### Required work
Copy out word for word the stretch from the start of the rows through the line that contains "426, 428, 530]]".

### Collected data

##########

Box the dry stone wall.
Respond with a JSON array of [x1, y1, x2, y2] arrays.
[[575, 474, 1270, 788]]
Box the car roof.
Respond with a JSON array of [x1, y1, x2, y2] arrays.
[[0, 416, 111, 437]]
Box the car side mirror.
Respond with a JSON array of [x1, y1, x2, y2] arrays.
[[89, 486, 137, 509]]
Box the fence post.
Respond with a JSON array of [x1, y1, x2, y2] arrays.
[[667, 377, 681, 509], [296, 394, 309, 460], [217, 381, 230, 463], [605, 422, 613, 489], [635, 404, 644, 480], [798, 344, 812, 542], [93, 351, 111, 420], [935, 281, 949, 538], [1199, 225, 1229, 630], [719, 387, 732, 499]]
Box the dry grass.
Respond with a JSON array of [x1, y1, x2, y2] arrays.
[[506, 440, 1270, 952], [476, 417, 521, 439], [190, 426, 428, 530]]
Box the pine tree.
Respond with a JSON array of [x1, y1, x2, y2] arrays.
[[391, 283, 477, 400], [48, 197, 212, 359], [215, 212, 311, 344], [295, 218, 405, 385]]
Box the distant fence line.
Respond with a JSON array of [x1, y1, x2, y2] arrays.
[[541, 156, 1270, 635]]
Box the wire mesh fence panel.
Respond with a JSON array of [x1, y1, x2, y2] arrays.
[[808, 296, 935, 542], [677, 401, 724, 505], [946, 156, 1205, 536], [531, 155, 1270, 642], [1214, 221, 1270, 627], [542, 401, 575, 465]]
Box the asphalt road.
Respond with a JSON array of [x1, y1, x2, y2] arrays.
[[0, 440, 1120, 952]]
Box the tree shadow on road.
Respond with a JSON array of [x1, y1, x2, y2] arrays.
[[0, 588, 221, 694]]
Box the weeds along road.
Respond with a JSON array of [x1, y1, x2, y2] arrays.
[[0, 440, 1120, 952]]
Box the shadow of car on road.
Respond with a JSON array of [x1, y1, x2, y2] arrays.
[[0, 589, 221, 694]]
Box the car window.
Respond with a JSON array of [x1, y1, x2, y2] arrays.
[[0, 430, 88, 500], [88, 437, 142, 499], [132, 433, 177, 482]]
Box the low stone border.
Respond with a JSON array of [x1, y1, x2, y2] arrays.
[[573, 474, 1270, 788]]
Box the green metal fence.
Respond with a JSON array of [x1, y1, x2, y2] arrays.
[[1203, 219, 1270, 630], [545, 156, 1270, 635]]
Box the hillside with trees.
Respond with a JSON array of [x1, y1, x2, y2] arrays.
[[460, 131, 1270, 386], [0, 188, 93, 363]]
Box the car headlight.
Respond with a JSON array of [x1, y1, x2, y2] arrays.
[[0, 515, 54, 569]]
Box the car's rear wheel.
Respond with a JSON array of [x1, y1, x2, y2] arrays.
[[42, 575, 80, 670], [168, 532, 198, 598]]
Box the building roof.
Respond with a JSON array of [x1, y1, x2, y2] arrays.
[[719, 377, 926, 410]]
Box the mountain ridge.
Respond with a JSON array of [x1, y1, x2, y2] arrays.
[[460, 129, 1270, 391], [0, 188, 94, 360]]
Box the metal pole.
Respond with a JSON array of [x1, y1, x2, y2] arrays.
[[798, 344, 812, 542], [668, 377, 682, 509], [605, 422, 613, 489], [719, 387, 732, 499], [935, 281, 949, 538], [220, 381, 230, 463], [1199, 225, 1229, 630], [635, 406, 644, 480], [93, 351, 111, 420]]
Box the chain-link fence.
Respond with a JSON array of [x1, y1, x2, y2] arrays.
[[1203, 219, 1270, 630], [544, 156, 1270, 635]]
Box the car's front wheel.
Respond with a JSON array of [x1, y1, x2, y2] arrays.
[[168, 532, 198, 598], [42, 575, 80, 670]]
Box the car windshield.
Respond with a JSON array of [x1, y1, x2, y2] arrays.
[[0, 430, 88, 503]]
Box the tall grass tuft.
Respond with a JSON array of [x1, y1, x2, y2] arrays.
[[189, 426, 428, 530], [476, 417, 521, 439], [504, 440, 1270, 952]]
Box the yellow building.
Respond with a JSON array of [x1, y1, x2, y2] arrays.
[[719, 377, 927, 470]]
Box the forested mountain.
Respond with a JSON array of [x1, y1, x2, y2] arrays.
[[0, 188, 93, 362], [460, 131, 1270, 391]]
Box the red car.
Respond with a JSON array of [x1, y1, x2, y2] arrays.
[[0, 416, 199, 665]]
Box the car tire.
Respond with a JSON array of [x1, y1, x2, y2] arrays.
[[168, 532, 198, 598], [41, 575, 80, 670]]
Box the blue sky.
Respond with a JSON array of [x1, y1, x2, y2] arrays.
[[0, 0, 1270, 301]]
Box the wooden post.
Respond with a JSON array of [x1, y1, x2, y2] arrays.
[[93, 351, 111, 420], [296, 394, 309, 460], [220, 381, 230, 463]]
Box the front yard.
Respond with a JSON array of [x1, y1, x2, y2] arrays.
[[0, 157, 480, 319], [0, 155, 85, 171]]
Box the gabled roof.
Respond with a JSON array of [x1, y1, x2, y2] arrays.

##########

### Result of the task
Box the dry stone wall.
Respond with a JSON array of [x1, y1, x2, y2] arrays.
[[575, 474, 1270, 788]]
Box the car roof.
Respond with a JSON array of [x1, y1, x2, y2] arrays.
[[0, 416, 111, 437]]
Box the car side mirror.
Respond with a JSON array of [x1, y1, x2, y2] arrays.
[[89, 486, 137, 509]]
Box the fence post.
Respond with a JSON array of [x1, y1, x2, y2] arrays.
[[667, 377, 681, 509], [296, 394, 309, 460], [217, 381, 230, 463], [605, 422, 613, 489], [635, 404, 644, 480], [798, 344, 812, 542], [93, 351, 111, 420], [935, 281, 949, 538], [1199, 225, 1229, 630], [719, 387, 732, 499]]
Box the dry grass.
Respond with a JSON array of [x1, y1, x2, y2] arrays.
[[506, 440, 1270, 952], [476, 417, 521, 439], [190, 426, 428, 530]]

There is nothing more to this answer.